**WHAT NEEDS TO BE DONE**
Reproduce the listing below in full, changing every instance of "photo" to "image" and leaving everything else unchanged. Omit the pictures.

**INPUT DATA**
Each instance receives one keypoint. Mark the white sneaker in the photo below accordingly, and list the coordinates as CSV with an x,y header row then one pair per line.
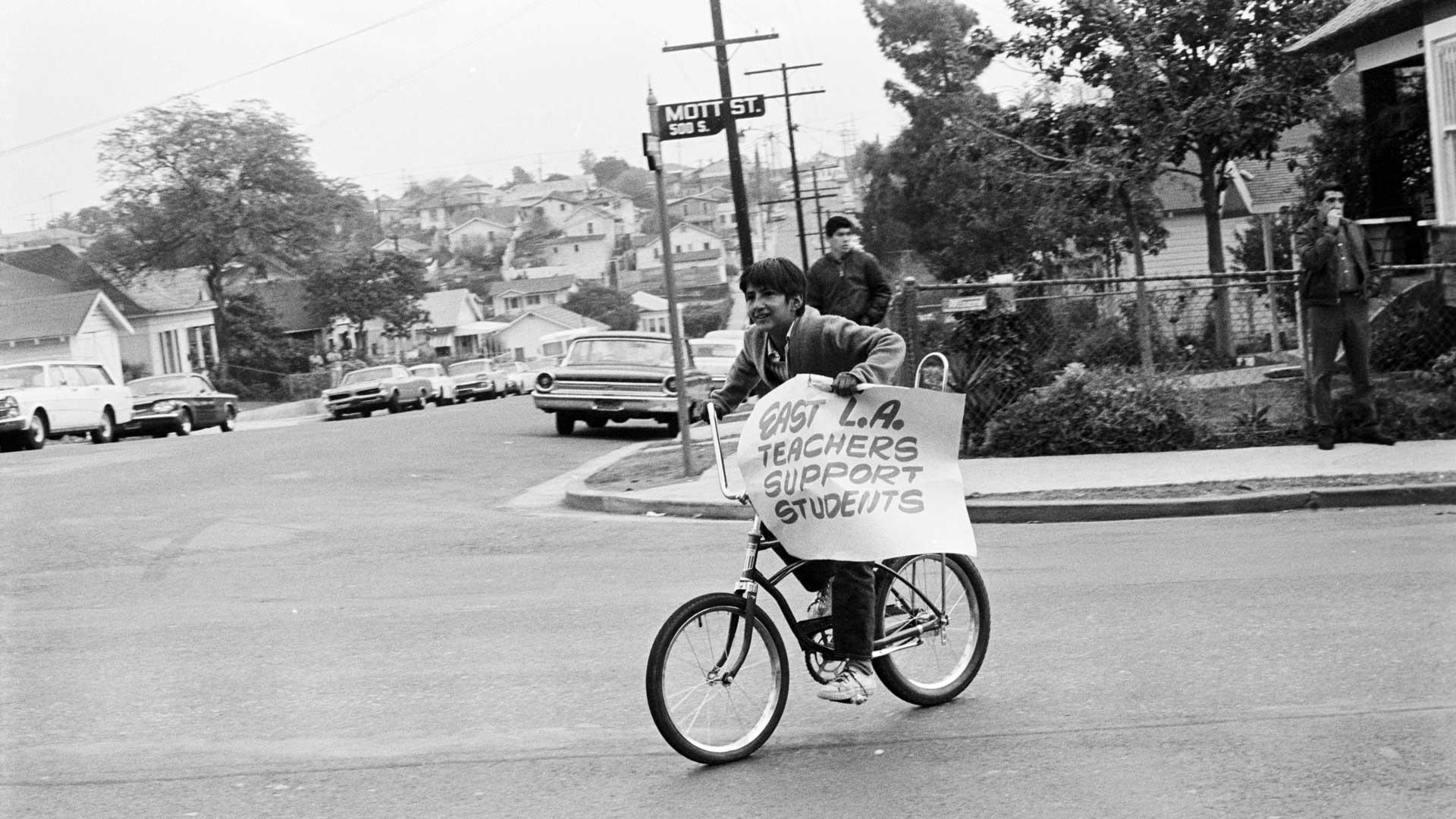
x,y
823,605
849,687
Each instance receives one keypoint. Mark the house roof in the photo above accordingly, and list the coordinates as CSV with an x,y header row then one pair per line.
x,y
1362,22
443,306
554,314
169,290
529,286
287,300
482,221
64,265
60,314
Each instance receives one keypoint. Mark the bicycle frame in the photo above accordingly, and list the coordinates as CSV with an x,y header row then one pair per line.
x,y
752,580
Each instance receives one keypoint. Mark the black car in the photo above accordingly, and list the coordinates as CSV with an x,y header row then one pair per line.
x,y
178,403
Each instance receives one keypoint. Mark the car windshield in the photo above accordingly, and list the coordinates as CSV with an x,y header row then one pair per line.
x,y
715,350
619,352
370,373
162,385
468,368
18,378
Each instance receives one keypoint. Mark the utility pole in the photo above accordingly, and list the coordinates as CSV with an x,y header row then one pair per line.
x,y
794,161
740,194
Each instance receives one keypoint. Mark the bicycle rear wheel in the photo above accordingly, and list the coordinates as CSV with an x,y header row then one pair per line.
x,y
937,665
698,711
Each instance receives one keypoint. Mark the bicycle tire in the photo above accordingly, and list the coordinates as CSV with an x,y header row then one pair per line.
x,y
940,665
701,717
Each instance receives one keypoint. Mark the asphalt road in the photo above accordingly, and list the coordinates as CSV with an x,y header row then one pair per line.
x,y
392,617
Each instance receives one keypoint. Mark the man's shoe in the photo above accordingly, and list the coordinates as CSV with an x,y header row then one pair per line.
x,y
823,605
849,687
1375,436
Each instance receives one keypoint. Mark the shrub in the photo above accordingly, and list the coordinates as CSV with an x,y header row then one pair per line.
x,y
1094,411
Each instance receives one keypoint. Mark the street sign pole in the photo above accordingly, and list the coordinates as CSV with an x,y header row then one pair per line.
x,y
654,155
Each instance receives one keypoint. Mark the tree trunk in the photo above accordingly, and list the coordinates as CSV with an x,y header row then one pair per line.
x,y
1210,190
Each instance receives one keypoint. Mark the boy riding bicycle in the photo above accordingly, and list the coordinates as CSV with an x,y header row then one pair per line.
x,y
788,338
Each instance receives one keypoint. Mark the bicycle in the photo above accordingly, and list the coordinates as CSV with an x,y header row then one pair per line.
x,y
718,670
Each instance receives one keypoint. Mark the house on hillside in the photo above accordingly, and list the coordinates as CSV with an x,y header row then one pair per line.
x,y
79,325
1405,55
171,314
523,330
31,240
490,232
528,293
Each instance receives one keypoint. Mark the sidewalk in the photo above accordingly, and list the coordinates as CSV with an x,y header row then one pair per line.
x,y
998,477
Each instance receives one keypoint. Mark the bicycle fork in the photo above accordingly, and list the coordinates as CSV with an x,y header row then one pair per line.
x,y
730,661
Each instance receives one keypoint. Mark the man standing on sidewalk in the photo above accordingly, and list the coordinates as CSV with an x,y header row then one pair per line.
x,y
1335,287
848,281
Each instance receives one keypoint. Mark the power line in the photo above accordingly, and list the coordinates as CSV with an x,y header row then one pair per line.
x,y
209,86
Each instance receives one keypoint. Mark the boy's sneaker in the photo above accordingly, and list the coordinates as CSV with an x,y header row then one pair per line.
x,y
823,605
849,687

**SOLUTION**
Each instance receives one keypoint. Mark the white sneaker in the image below accordingly, and list the coordinates as CSV with an x,y header row then one pair per line.
x,y
823,605
849,687
Each instance receives one keypoint. Mark the house roof in the image above accordingly, and list the coordinates as CSV with an x,y header row then one pair per line.
x,y
1362,22
443,306
554,314
169,290
529,286
287,300
482,221
64,265
60,314
Each instance receives one keypoint. Mark the bicycle frame in the image above accordingly, and list the coordinates as CSV with an x,y header row then one pair per line.
x,y
752,580
Each instance receives one keypoint. Mark the black car in the image above accordingly, and list the coordinates as CSV with an x,y header row then one pair per line.
x,y
178,403
Each instance receives one keypoint. Mark the car windshield in the image above accordingly, and list the coordinates as CSV with an x,y header row then one pair per line.
x,y
715,350
619,352
370,373
162,385
468,368
18,378
Each instance receives one keypoint. Mark the utility pole in the image above accordingly, and list the coordinates as CSV with an x,y header row then one pair per line.
x,y
794,161
740,194
Each instance receives one keypoint. Mark the bicycle rear wheel in the image above accordingly, and list the coordinates as CSV with an x,y header row then one pair per line.
x,y
937,665
698,711
Each instance receives one keypoint. Mark the bicycle tire in the image above accordingly, and list the coordinates as CSV with an x,y header row then one pair per line.
x,y
940,665
701,717
Each instance receives one keypoint. Mark the asphalt road in the image above accordingly, and list the coordinates as CSV with an x,y header row then one pair per line.
x,y
392,617
Each instance receives one keypoint. Mark the man's shoe in the image above accordingly, and list the coordinates as CSV with an x,y header row then one pair per line.
x,y
823,605
849,687
1375,436
Each instance receives one keypoint. Mark the shrub in the image above accordingly, and list the coordinates as CSV with an x,y header row then one pair per line.
x,y
1094,411
Each instance receives one keypoint. Mark the street sign pole in the image above accordingly, and list the coordinates as CSV with an x,y header row then one pair per line.
x,y
654,155
Each instance receives one keypoint. Mark the tree trunk in the image above accordingly, and list the coordinates as CSV with an x,y header row then one pair per line.
x,y
1210,190
Each instance receives one keypoint. Mark the boy riding bicycle in the image above accordingly, and list the coordinates as CSV with an x,y header row then one pair per line.
x,y
788,338
Each instance receives one keypoint. Mark the bicycle in the image above accordingly, and list the coordinates as CSV with an x,y header row then one pair per line.
x,y
718,670
Each instance receives one keypoint. Mark the house on hillside in the image above accordingly, and list the coordinates as CSV with an x,y header row then one pair per line.
x,y
79,325
1405,55
171,314
523,330
31,240
490,232
528,293
Each instance receives one keypoint. Mark the sidewalk in the image above accordingly, and list the coordinates as CSV with an x,y header row then one pair per line.
x,y
998,477
Each instance receives one keypoint. Mark the bicycle fork in the image above accordingly, and list the coordinates as CSV with an x,y header row then one pair per line.
x,y
730,661
Each instance receives one keypoint. Mark the man standing on sidewalk in the image above accordingly, and list the coordinates as CSV with an x,y header row then one pair per line.
x,y
1335,287
848,281
Each instance receives one keypoint. Mark the power line in the image above accordingly, and list the coordinates as CSV with an x,y header row then one pair per line.
x,y
209,86
Each instance receives one keypoint. Mark the boy's sneaker in the image above accordingly, and list the coordinates as CSV with an x,y header row then one pair per line.
x,y
823,605
849,687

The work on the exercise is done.